++++ GIVEN ENTRIES ++++

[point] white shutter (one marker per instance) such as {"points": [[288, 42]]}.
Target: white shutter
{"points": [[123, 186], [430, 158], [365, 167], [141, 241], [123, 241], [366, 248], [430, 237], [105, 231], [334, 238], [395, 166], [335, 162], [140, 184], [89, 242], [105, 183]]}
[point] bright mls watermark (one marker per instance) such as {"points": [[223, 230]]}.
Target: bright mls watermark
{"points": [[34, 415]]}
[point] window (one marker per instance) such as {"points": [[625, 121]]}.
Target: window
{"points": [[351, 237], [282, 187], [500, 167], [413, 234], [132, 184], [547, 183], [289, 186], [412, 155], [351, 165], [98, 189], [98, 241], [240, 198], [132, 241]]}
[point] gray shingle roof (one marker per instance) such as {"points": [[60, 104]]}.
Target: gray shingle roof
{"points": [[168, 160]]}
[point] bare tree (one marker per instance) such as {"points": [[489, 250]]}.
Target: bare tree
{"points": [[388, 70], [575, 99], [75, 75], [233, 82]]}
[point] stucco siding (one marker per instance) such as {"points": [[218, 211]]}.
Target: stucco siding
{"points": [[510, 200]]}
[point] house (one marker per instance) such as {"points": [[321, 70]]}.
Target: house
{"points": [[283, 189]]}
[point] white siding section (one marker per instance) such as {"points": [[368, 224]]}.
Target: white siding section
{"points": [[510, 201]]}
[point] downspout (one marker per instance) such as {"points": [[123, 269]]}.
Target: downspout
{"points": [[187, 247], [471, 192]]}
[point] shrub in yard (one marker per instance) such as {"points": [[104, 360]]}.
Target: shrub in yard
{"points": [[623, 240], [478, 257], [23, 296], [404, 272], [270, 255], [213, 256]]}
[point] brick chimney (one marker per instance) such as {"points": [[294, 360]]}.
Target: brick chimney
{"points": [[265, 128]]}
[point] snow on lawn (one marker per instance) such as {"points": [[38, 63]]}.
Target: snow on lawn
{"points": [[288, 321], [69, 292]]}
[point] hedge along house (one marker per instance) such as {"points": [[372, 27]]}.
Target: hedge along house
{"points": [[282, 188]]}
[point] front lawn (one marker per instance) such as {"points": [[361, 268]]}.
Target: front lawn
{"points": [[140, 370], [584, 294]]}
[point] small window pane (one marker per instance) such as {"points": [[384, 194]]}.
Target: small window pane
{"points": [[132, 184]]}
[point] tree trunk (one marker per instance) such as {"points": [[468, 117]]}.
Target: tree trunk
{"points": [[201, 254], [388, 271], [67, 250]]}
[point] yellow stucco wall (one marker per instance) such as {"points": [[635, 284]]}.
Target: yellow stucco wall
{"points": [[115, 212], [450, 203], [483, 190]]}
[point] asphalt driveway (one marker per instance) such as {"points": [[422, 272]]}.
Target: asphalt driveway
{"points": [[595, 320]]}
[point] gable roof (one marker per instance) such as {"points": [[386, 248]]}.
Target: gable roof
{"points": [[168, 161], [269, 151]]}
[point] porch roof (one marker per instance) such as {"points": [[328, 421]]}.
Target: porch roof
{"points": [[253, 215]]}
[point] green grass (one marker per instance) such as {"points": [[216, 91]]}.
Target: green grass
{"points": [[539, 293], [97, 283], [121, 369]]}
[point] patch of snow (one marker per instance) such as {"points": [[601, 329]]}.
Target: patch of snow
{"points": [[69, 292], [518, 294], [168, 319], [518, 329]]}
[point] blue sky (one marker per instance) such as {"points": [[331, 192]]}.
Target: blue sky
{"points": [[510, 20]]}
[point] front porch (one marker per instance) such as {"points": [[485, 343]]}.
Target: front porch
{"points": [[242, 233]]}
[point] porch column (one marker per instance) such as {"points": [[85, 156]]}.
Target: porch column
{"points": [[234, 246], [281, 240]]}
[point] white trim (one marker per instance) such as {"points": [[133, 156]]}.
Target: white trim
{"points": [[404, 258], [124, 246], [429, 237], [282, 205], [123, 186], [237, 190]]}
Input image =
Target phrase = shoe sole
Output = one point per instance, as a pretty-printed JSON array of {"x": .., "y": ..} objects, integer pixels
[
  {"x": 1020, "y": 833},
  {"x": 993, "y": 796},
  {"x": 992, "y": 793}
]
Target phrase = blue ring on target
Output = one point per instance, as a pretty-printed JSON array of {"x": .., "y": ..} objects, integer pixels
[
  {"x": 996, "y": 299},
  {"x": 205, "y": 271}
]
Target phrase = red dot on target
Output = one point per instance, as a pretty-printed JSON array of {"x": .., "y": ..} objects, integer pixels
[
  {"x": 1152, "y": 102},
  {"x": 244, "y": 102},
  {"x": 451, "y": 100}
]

++++

Only those lines of the entries above that run from the line containing "Target: blue sky" to the line containing "[point] porch column", both included, should be transcribed exactly.

**ANSWER SECTION:**
Target: blue sky
{"points": [[510, 20]]}
[point] front porch (one marker per instance) such as {"points": [[485, 343]]}.
Target: front porch
{"points": [[242, 233]]}
[point] porch column (one marker per instance) such as {"points": [[85, 156]]}.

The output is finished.